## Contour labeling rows
**********

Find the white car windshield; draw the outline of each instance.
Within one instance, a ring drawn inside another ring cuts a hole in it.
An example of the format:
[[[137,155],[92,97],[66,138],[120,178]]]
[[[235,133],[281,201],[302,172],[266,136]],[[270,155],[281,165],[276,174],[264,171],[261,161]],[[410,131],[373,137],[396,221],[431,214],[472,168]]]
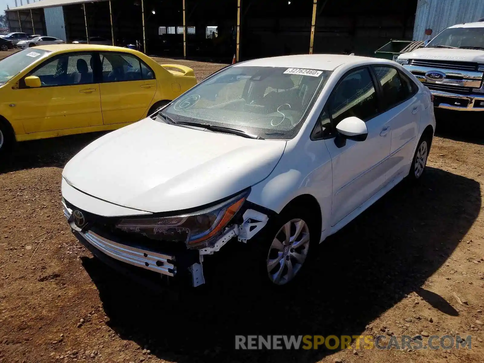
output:
[[[25,49],[0,60],[0,84],[6,82],[39,58],[50,52],[43,49]]]
[[[449,28],[432,40],[426,47],[484,49],[484,28]]]
[[[175,123],[229,128],[263,138],[291,138],[331,74],[299,68],[230,67],[177,98],[157,119],[167,116]]]

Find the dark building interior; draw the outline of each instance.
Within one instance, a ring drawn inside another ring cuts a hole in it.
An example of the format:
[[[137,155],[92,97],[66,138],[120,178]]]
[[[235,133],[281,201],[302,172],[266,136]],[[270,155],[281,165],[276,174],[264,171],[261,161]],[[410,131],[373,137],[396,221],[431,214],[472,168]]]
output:
[[[417,0],[318,0],[313,53],[371,55],[392,39],[411,40]],[[229,61],[236,54],[238,0],[111,0],[64,5],[68,42],[90,36],[143,45],[149,55]],[[309,52],[313,0],[242,0],[239,60]],[[85,7],[86,19],[84,19]],[[144,12],[143,12],[144,10]],[[42,29],[43,10],[32,10]],[[7,12],[11,31],[32,32],[30,10]],[[184,51],[183,32],[186,31]]]

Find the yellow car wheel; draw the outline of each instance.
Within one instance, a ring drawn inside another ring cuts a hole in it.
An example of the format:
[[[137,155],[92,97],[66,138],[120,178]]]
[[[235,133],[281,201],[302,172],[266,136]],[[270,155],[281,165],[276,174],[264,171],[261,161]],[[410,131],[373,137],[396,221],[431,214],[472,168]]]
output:
[[[8,151],[13,146],[15,141],[15,136],[10,124],[0,118],[0,155]]]

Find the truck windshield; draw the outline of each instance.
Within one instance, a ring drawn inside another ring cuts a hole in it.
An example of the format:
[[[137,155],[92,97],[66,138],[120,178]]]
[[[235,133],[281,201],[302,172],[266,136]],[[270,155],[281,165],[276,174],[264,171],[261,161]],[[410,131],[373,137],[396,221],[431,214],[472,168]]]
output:
[[[12,77],[50,52],[28,48],[0,60],[0,85],[8,82]]]
[[[437,34],[426,47],[484,49],[484,28],[448,28]]]
[[[229,128],[263,138],[291,138],[331,74],[230,67],[185,92],[162,113],[175,123]]]

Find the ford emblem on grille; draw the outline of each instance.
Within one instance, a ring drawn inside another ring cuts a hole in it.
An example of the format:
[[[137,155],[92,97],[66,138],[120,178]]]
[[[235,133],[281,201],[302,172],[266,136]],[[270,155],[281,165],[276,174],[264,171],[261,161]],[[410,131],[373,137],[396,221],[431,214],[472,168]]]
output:
[[[84,218],[84,215],[80,211],[76,210],[72,212],[72,215],[74,217],[74,223],[78,227],[80,228],[86,224],[86,218]]]
[[[429,81],[438,81],[445,78],[445,74],[439,71],[429,71],[425,74],[425,77]]]

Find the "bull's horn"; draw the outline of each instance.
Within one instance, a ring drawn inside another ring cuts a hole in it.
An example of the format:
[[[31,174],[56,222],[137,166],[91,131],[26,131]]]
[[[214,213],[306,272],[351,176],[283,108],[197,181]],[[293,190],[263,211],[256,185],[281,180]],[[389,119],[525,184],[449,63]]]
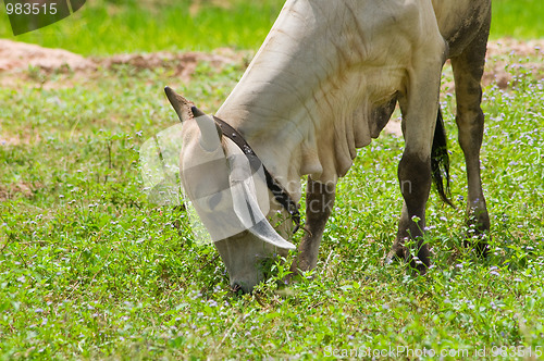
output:
[[[200,112],[196,107],[193,107],[191,110],[200,128],[200,147],[206,151],[215,151],[221,146],[221,130],[215,125],[215,121],[210,115]],[[197,114],[201,115],[197,116]]]
[[[270,225],[257,201],[257,191],[251,176],[251,169],[245,157],[234,157],[230,180],[234,212],[240,223],[252,235],[264,242],[282,249],[296,249]]]
[[[186,122],[193,117],[193,113],[190,111],[191,102],[175,92],[171,87],[165,87],[164,92],[169,98],[170,103],[174,108],[180,121]]]

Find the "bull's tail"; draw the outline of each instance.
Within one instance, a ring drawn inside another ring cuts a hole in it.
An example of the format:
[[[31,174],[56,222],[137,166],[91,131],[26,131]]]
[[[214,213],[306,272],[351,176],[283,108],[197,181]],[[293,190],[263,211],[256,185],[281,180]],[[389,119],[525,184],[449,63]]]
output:
[[[442,200],[455,208],[449,200],[449,155],[447,152],[447,137],[444,128],[444,119],[438,108],[436,127],[434,129],[433,148],[431,151],[431,172],[436,190]],[[445,185],[444,185],[445,180]]]

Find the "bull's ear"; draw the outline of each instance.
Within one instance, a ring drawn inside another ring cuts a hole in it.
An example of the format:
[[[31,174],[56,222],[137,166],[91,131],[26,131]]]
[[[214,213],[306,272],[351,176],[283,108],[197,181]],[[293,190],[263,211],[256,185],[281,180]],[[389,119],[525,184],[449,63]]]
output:
[[[190,108],[193,107],[193,103],[190,101],[175,92],[171,87],[165,87],[164,92],[166,94],[170,103],[174,108],[182,123],[194,117],[190,110]]]

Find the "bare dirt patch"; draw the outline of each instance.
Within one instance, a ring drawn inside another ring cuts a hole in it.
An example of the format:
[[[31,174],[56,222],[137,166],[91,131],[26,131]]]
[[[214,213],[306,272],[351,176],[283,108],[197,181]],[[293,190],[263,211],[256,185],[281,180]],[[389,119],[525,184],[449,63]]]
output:
[[[37,82],[44,88],[70,87],[72,82],[55,82],[48,85],[47,79],[36,76],[34,70],[69,74],[71,78],[94,77],[98,71],[128,65],[136,70],[170,69],[182,80],[190,80],[198,63],[209,62],[219,67],[228,63],[243,63],[247,52],[218,49],[213,53],[202,52],[154,52],[143,54],[118,54],[108,58],[84,58],[63,49],[48,49],[36,45],[0,39],[0,80],[5,87],[16,87],[21,82]]]
[[[32,198],[39,188],[41,188],[41,185],[29,182],[18,182],[9,185],[0,184],[0,202],[13,199],[16,195],[23,195],[25,198]]]
[[[544,40],[519,41],[502,39],[490,41],[487,47],[487,65],[484,85],[494,82],[500,88],[511,85],[514,69],[529,69],[535,76],[542,78],[544,62]],[[183,80],[189,80],[199,62],[209,62],[212,66],[225,63],[243,64],[248,52],[235,52],[232,49],[218,49],[212,54],[201,52],[154,52],[145,54],[118,54],[109,58],[84,58],[62,49],[48,49],[36,45],[0,39],[0,77],[4,86],[10,86],[14,77],[24,76],[29,67],[46,72],[71,72],[75,76],[89,76],[99,69],[112,69],[119,65],[131,65],[138,70],[158,67],[173,69],[175,75]],[[530,59],[522,64],[511,63],[512,57]],[[11,80],[11,82],[10,82]],[[69,84],[70,86],[70,84]]]

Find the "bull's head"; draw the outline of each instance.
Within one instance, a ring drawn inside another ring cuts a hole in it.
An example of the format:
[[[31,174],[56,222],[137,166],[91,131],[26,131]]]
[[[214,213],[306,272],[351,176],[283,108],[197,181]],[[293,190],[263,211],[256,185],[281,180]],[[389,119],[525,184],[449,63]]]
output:
[[[262,263],[295,246],[271,226],[272,201],[262,167],[222,135],[212,116],[166,87],[183,123],[182,185],[223,259],[233,289],[245,292],[263,279]]]

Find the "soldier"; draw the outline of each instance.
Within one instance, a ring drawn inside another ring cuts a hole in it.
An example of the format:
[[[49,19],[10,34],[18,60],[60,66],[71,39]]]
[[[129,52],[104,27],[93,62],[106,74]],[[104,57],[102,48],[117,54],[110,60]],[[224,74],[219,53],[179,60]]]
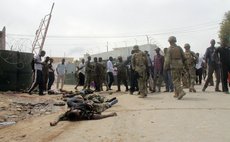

**********

## WHAT THE EXERCISE ASKS
Copy out every line in the rows above that contains the word "bull", matching case exactly.

## THE OUTPUT
Find the "bull's horn"; draw the outline of each instance.
Find the "bull's tail"; draw the outline of each instance.
Find the "bull's ear"; draw the outline of each instance.
Find the "bull's head"; draw the outline of each instance.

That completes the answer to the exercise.